**Problem description**
Without the pictures, give the entries below again exactly as written.

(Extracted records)

────────────────────────────────────────

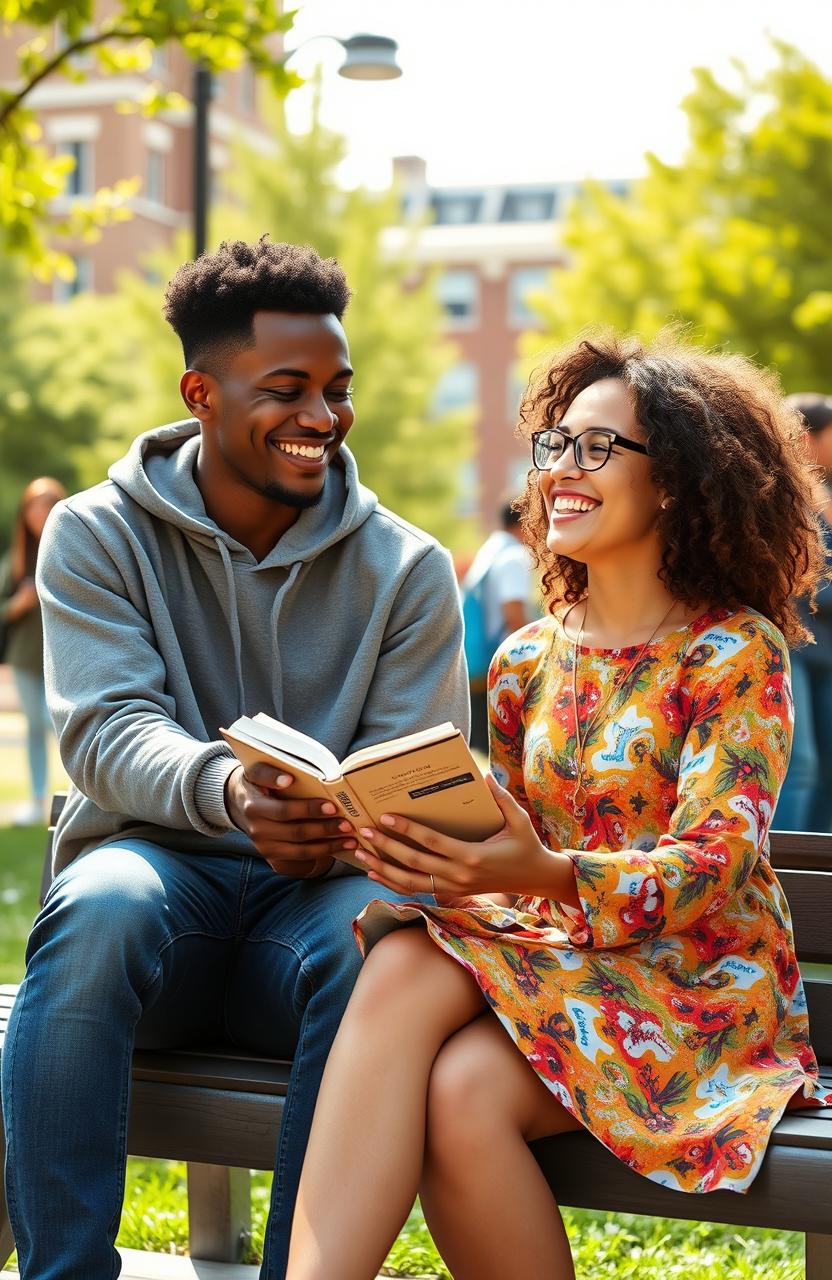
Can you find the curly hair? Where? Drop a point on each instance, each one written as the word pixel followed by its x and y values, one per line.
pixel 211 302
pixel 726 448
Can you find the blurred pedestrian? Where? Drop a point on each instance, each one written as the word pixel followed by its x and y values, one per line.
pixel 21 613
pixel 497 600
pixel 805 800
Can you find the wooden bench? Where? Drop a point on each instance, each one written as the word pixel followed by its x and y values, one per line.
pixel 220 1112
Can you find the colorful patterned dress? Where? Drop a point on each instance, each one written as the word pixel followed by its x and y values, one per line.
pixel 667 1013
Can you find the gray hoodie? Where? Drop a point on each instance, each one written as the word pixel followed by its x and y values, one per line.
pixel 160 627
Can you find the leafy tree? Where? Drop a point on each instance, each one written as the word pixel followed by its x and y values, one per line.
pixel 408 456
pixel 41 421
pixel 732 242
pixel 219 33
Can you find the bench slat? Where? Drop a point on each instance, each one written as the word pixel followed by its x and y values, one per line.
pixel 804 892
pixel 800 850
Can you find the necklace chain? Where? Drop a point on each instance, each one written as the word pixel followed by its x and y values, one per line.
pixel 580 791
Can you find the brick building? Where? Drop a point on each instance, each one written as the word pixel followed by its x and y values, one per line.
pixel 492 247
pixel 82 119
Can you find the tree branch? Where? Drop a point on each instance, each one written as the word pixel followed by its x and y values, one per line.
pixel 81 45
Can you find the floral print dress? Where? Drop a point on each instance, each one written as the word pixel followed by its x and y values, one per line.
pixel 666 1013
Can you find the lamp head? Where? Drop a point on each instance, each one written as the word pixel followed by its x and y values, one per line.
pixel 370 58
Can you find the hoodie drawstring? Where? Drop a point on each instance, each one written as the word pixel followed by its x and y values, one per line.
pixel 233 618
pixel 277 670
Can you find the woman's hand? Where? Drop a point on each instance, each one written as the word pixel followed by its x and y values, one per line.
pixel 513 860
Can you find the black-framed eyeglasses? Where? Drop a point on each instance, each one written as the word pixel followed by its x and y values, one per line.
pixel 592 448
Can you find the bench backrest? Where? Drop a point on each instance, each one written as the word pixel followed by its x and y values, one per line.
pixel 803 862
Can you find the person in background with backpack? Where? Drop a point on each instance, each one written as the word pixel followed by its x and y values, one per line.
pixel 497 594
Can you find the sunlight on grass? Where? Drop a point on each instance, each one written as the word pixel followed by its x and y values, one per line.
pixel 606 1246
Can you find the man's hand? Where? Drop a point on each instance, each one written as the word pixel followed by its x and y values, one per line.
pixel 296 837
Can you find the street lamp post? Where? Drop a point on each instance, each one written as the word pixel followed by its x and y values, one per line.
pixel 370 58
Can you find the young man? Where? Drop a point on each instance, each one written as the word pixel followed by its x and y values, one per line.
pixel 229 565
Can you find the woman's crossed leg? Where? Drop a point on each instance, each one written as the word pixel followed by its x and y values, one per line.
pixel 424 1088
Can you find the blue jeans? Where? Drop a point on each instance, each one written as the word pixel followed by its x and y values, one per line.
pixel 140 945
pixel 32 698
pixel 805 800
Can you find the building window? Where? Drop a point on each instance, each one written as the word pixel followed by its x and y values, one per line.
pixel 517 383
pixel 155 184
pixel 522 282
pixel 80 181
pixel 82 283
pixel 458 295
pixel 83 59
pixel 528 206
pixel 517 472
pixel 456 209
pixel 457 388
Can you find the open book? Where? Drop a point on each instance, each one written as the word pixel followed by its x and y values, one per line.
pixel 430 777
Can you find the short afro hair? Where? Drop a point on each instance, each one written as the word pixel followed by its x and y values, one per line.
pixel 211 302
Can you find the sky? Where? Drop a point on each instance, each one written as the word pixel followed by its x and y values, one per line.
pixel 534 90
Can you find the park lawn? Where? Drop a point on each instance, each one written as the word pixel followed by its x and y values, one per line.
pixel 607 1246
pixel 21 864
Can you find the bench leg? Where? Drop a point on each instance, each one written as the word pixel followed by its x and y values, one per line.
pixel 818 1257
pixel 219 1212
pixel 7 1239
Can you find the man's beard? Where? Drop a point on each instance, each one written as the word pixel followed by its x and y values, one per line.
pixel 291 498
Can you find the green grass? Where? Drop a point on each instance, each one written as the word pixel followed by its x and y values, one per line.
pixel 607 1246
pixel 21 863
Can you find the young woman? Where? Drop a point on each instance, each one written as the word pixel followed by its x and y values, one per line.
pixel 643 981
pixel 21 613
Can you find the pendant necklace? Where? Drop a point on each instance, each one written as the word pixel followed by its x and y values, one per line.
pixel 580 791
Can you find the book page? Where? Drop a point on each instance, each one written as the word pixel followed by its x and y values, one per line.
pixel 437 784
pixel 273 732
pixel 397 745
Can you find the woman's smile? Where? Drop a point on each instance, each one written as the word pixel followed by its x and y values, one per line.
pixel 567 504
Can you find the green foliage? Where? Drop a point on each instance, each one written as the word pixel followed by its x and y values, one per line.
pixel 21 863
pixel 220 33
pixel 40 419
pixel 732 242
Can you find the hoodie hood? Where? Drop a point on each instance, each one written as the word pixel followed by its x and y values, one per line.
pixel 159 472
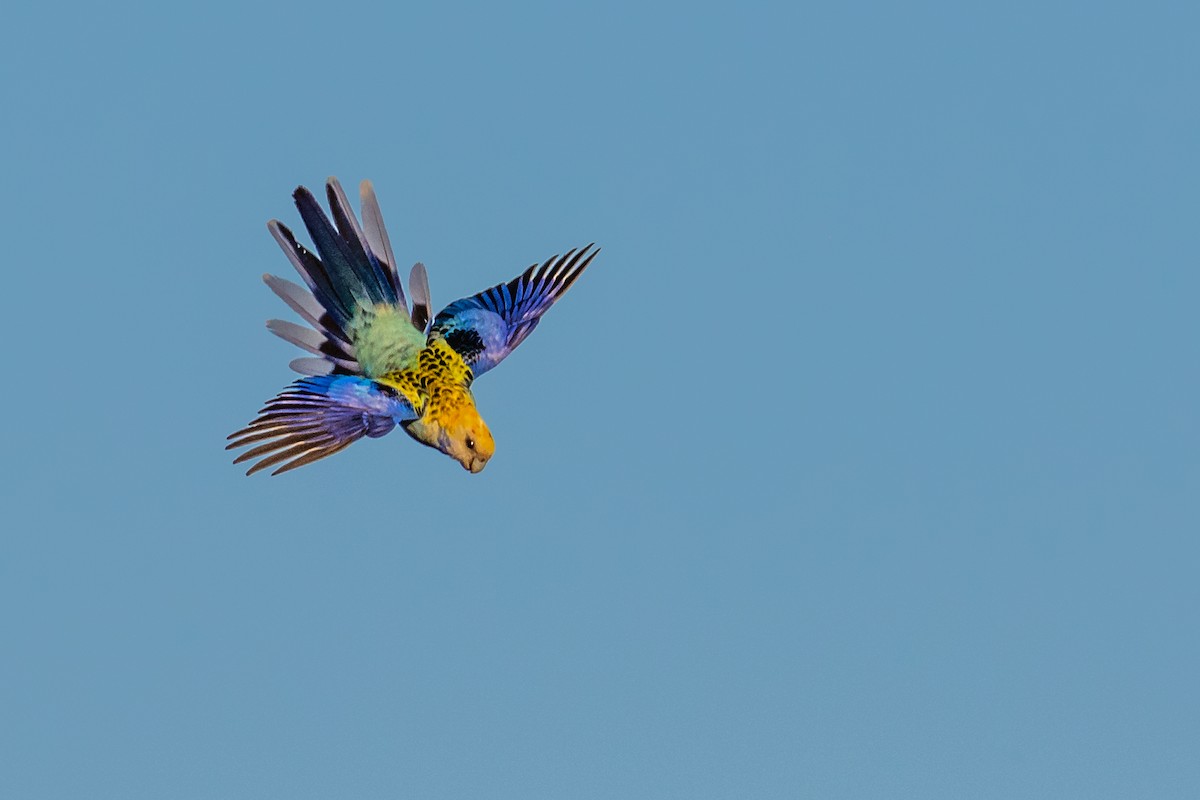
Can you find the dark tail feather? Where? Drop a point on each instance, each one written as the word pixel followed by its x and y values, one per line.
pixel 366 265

────────────────────────────────────────

**Answer box**
Can you find the curly hair? Where? Drop a point on each instance, each one written as the word pixel followed by its x and y values, one per line.
pixel 211 302
pixel 726 448
Can you find the blurred pedestrian? Where? Drop a point on each instance, each one written as the word pixel followed by its x and y values, one per line.
pixel 21 613
pixel 497 600
pixel 805 800
Can you find the wooden bench? Where? Drop a point on each instance, each one written as the word pixel followed by its x and y values, one per line.
pixel 220 1112
Can you find the colorful patterned dress? Where? Drop a point on each instance, each one written as the word pixel followed by its x and y values, one per line.
pixel 667 1013
Can you find the gray hoodie? Where? Drop a point on each instance, each one written as the word pixel followed by its x and y values, one per line.
pixel 160 627
Can you find the leafy tree? Where? Drop a point on each instance, each one written as the word pixel followed by its x and y values, one per line.
pixel 408 456
pixel 41 421
pixel 732 242
pixel 219 33
Can you find the bench slat? Where? Drop a point on each instance, each one written as the word pixel followed by its x and y values, one per line.
pixel 804 892
pixel 800 850
Can you find the necklace chain? Where? Drop a point on each instance, each one written as the word pixel followed by its x and y values, one per line.
pixel 580 791
Can you find the brick building? Where? Drop a point on each instance, each one written as the word pixel followed by its x and y values, one per line.
pixel 492 247
pixel 82 119
Can you find the tree branch? Where? Drop a point on each instance, each one written as the word pixel followed by its x and y values, one per line.
pixel 81 45
Can you find the floral print dress? Where? Drop a point on each instance, each one written as the word pixel followed by its x and y values, one per line.
pixel 666 1013
Can you find the lamp head? Where? Drop a point on each instance, each one written as the word pixel followed by its x and y values, one per line.
pixel 370 58
Can you find the hoodie drawstring? Where? Drop a point on each instance, each one written as the word pixel followed by its x and y values, one per line.
pixel 233 618
pixel 277 670
Can you find the woman's hand? Where? Drop a point on each instance, each one written as the word pixel followed by its x and y values, one per line.
pixel 513 860
Can you find the black-framed eyeglasses? Where? Drop a point on each instance, each one written as the word pixel followed by its x and y values, one per line.
pixel 592 448
Can you find the bench backrest? Where? Drop a point on each instance, each one written as the word pixel followed by its x and y values, one per line.
pixel 803 862
Can you find the person in background with backpack? Where? Drop a point on each instance, each one written as the word pixel followed by its x and y values, one per line.
pixel 497 594
Can you find the sunlight on grass? Where? Drop a point on each instance, each one written as the word pixel followed by its x and y values, one per line.
pixel 606 1246
Can you find the man's hand? Where? Drop a point on each instance, each one written as the word pixel followed by its x and y values, one per line.
pixel 296 837
Can you find the street lamp post? Where? Drop a point on each instance, each one written as the word pixel followed by its x and y values, one per line.
pixel 370 58
Can you find the young man? Where? Drop a point on each instance, each one written as the word pixel followed by its x and y values, one per line.
pixel 229 565
Can you find the woman's crossed leg? Where? Drop a point on each instance, each one written as the word pixel followed by its x and y values, one per line.
pixel 424 1088
Can you find the blue jeans? Where? Drop a point on each instance, each one written as the word pixel followed by its x and y values, one per line.
pixel 140 945
pixel 32 698
pixel 805 800
Can you find the building window? Where? Drop a point on each instance, each one written as the word pixel followed by its x and y values, one per line.
pixel 517 383
pixel 155 184
pixel 522 282
pixel 80 181
pixel 82 283
pixel 458 295
pixel 83 59
pixel 528 206
pixel 517 472
pixel 456 209
pixel 457 388
Can you find the open book? Where? Drop a point on each instance, each one written as the word pixel followed by its x and y values, one per line.
pixel 430 777
Can you find the short afro hair? Where? Drop a point on each instance, each one written as the word pixel followed by its x and y values, one per line.
pixel 211 302
Can you find the sky? Where? Drop a point on each instance, each one written as the word pixel followed by its x and y values, one per line.
pixel 534 90
Can you find the park lawn? Where? Drop a point on each instance, each one written as the word pixel followed by its x and y values, one per line.
pixel 607 1246
pixel 21 864
Can you find the bench leg? Where? Drop a point on each instance, each one written as the word pixel followed by its x and y values, one per line.
pixel 818 1257
pixel 219 1212
pixel 7 1239
Can you find the man's beard? Where? Drop a point on each instance, each one written as the word pixel followed by its x and y values, one per line.
pixel 291 498
Can you find the green grass? Where? Drop a point on each instance, each one written as the word pixel followed by its x and y values, one per line.
pixel 607 1246
pixel 21 863
Can you find the young woman? Where? Drop a point on each instance, each one written as the word pixel followed by its x and y values, one per line.
pixel 643 981
pixel 21 613
Can you find the pendant necklace? Where? Drop a point on each instance, each one written as the word pixel followed by its x and y values, one per line.
pixel 580 791
Can you find the book page? Where? Drop a point on each instance, each one written as the word pixel followed by its x and y values, one per line.
pixel 437 784
pixel 273 732
pixel 397 745
Can you find the woman's smile? Where? Drop a point on each instance, each one written as the word pixel followed by its x and y values, one per line.
pixel 567 504
Can you find the green foliage? Where? Drop a point on each instance, each one written as the word pixel followed by its x and y values, one per line.
pixel 21 863
pixel 220 33
pixel 40 419
pixel 732 242
Can you find the hoodie hood? Where? Drop a point on each instance, each one written as the word pixel followed by its x and y values, one per line.
pixel 159 472
Can you find the dark tail feather? Where? Drop a point on each instance, each one written as the word pixel followed by its x and y values, one per line.
pixel 366 265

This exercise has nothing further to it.